START GIVEN TEXT
In [0]:
%pip install dbldatagen

Python interpreter will be restarted.
Collecting dbldatagen
  Using cached dbldatagen-0.3.5-py3-none-any.whl (86 kB)
Installing collected packages: dbldatagen
Successfully installed dbldatagen-0.3.5
Python interpreter will be restarted.


In [0]:
%pip install Faker

Python interpreter will be restarted.
Collecting Faker
  Using cached Faker-19.6.2-py3-none-any.whl (1.7 MB)
Installing collected packages: Faker
Successfully installed Faker-19.6.2
Python interpreter will be restarted.


In [0]:
from dbldatagen import DataGenerator, PyfuncText, DateRange
from faker import Faker
import random
from pyspark.sql import SparkSession
from pyspark.sql.types import StructType, StructField, StringType, TimestampType, IntegerType

# Create a SparkSession
spark = SparkSession.builder.appName("DataGeneration").getOrCreate()

# Define lists for certain columns
brand_values = ["Brand1", "Brand2", "Brand3", "Brand4", "Brand5"]
courier_company_values = ["CourierCo1", "CourierCo2", "CourierCo3", "CourierCo4", "CourierCo5"]
channel_name_values = ["Channel1", "Channel2", "Channel3", "Channel4", "Channel5"]

# Define the number of rows and partitions for data generation
partitions_requested = 2
data_rows = 10

# Define the schema for the synthetic data
schema = StructType([
    StructField("_id", IntegerType(), False),
    StructField("Customer_id", IntegerType(), True),
    StructField("location_id", StringType(), True),
    StructField("shopity_user_rd", StringType(), True),
    StructField("Channel_id", IntegerType(), True),
    StructField("abandoned_url", StringType(), True),
    StructField("Company", StringType(), True),
    StructField("Brand", StringType(), True),
    StructField("Sub_brand", StringType(), True),
    StructField("Category", StringType(), True),
    StructField("Sub_Category", StringType(), True),
    StructField("Cart_token", StringType(), True),
    StructField("Closed_at", TimestampType(), True),
    StructField("device_id", StringType(), True),
    StructField("email_id", StringType(), True),
    StructField("gateway", StringType(), True),
    StructField("launching_site_url", StringType(), True),
    StructField("Source", StringType(), True),
    StructField("Shipping_rate_id", IntegerType(), True),
    StructField("Shipping_rate_Price", IntegerType(), True),
    StructField("Shipping_rate_title", StringType(), True),
    StructField("source_identifier", StringType(), True),
    StructField("source_name", StringType(), True),
    StructField("Source_url", StringType(), True),
    StructField("Shipping_line", StringType(), True),
    StructField("Taxes_included", IntegerType(), True),
    StructField("Token", StringType(), True),
    StructField("Total_discount", IntegerType(), True),
    StructField("total_line_item_price", IntegerType(), True),
    StructField("total_price", IntegerType(), True),
    StructField("Updated_at", TimestampType(), True),
    StructField("applied_discount", StringType(), True),
    StructField("Shipping_address", StringType(), True),
])
END GIVEN TEXT
START GIVEN ENTRIES
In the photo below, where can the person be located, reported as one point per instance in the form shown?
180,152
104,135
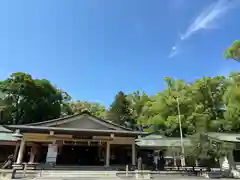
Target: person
156,158
9,162
139,163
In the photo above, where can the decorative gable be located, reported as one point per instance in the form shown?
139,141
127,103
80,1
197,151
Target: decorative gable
81,121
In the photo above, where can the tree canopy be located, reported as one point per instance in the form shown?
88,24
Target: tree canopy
233,51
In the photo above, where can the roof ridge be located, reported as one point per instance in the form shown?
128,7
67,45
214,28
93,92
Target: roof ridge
78,114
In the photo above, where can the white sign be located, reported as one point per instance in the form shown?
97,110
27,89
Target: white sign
52,153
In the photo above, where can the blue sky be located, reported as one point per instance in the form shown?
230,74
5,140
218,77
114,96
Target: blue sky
94,48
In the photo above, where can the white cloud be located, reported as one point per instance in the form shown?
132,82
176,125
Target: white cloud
205,20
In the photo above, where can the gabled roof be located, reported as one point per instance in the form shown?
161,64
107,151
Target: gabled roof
4,130
6,134
59,122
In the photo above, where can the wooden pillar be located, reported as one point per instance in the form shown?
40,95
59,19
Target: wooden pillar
16,152
107,154
33,154
174,160
21,152
133,154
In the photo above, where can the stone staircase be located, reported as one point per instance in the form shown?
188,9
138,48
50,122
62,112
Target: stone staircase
77,174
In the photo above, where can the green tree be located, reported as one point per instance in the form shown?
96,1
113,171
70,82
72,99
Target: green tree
120,112
30,100
233,51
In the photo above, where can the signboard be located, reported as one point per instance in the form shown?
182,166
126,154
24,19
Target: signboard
52,153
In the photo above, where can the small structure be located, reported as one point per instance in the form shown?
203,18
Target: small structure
77,140
158,143
7,144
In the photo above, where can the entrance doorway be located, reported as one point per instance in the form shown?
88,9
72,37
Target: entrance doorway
79,155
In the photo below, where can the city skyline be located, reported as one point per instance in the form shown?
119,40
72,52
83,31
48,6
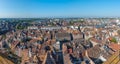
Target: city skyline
59,8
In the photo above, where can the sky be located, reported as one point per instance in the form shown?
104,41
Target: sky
59,8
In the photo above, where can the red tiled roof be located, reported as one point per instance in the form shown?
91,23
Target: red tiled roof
114,46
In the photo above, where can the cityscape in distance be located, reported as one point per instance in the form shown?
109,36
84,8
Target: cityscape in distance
59,32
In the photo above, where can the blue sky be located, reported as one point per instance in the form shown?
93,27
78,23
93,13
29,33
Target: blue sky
59,8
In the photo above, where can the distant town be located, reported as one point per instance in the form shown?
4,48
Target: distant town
60,40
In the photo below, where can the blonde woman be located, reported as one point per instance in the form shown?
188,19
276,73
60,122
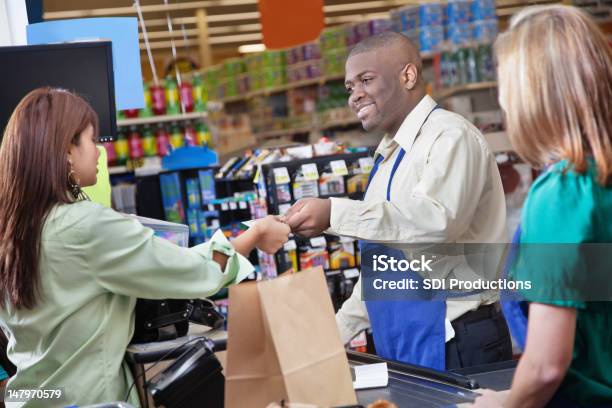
END GIVEN ENTRIES
#### TASK REQUIREMENTS:
(1) Set down the passage of the synthetic data notebook from "Collecting dbldatagen" to "Faker-19.6.2-py3-none-any.whl (1.7 MB)", matching it character for character.
(2) Resume the synthetic data notebook after the schema definition where it stops, writing the code that comes next.

#### ANSWERS PROVIDED:
(1)
Collecting dbldatagen
  Using cached dbldatagen-0.3.5-py3-none-any.whl (86 kB)
Installing collected packages: dbldatagen
Successfully installed dbldatagen-0.3.5
Python interpreter will be restarted.


In [0]:
%pip install Faker

Python interpreter will be restarted.
Collecting Faker
  Using cached Faker-19.6.2-py3-none-any.whl (1.7 MB)

(2)
# Create a DataGenerator for synthetic data generation
shipping_data_generator = (
    DataGenerator(spark, rows=data_rows, partitions=partitions_requested)
    .withSchema(schema)
    .withColumnSpec("_id", minValue=1, maxValue=5000, step=1)
    .withColumnSpec("Customer_id", random=True, text=PyfuncText(lambda context, v: str(random.randint(1, 5))))
    .withColumnSpec("location_id", random=True, text=PyfuncText(lambda context, v: str(random.randint(10, 120))))
    .withColumnSpec("shopity_user_rd", text=PyfuncText(lambda context, v: Faker().word()))
    .withColumnSpec("Channel_id", random=True, text=PyfuncText(lambda context, v: str(random.randint(1, 5))))
    .withColumnSpec("abandoned_url", text=PyfuncText(lambda context, v: Faker().url()))
    .withColumnSpec("Company", text=PyfuncText(lambda context, v: Faker().company()))
    .withColumnSpec("Brand", text=PyfuncText(lambda context, v: random.choice(brand_values)))
    .withColumnSpec("Sub_brand", text=PyfuncText(lambda context, v: Faker().company_suffix()))
    .withColumnSpec("Category", text=PyfuncText(lambda context, v: Faker().word()))
    .withColumnSpec("Sub_Category", text=PyfuncText(lambda context, v: Faker().word()))
    .withColumnSpec("Cart_token", text=PyfuncText(lambda context, v: Faker().uuid4()))
    .withColumnSpec("Closed_at", "timestamp", data_range=DateRange("2010-01-01 00:00:00", "2023-12-31 23:59:59", "days=1"), random=True)
    .withColumnSpec("device_id", text=PyfuncText(lambda context, v: Faker().uuid4()))
    .withColumnSpec("email_id", text=PyfuncText(lambda context, v: Faker().email()))
    .withColumnSpec("gateway", text=PyfuncText(lambda context, v: Faker().word()))
    .withColumnSpec("launching_site_url", text=PyfuncText(lambda context, v: Faker().url()))
    .withColumnSpec("Source", text=PyfuncText(lambda context, v: random.choice(channel_name_values)))
    .withColumnSpec("Shipping_rate_id", random=True, text=PyfuncText(lambda context, v: str(random.randint(1, 100))))
    .withColumnSpec("Shipping_rate_Price", random=True, text=PyfuncText(lambda context, v: str(random.randint(1, 1000))))
    .withColumnSpec("Shipping_rate_title", text=PyfuncText(lambda context, v: Faker().sentence()))
    .withColumnSpec("source_identifier", text=PyfuncText(lambda context, v: Faker().uuid4()))
    .withColumnSpec("source_name", text=PyfuncText(lambda context, v: random.choice(channel_name_values)))
    .withColumnSpec("Source_url", text=PyfuncText(lambda context, v: Faker().url()))
    .withColumnSpec("Shipping_line", text=PyfuncText(lambda context, v: Faker().sentence()))
    .withColumnSpec("Taxes_included", random=True, text=PyfuncText(lambda context, v: str(random.randint(0, 1))))
    .withColumnSpec("Token", text=PyfuncText(lambda context, v: Faker().uuid4()))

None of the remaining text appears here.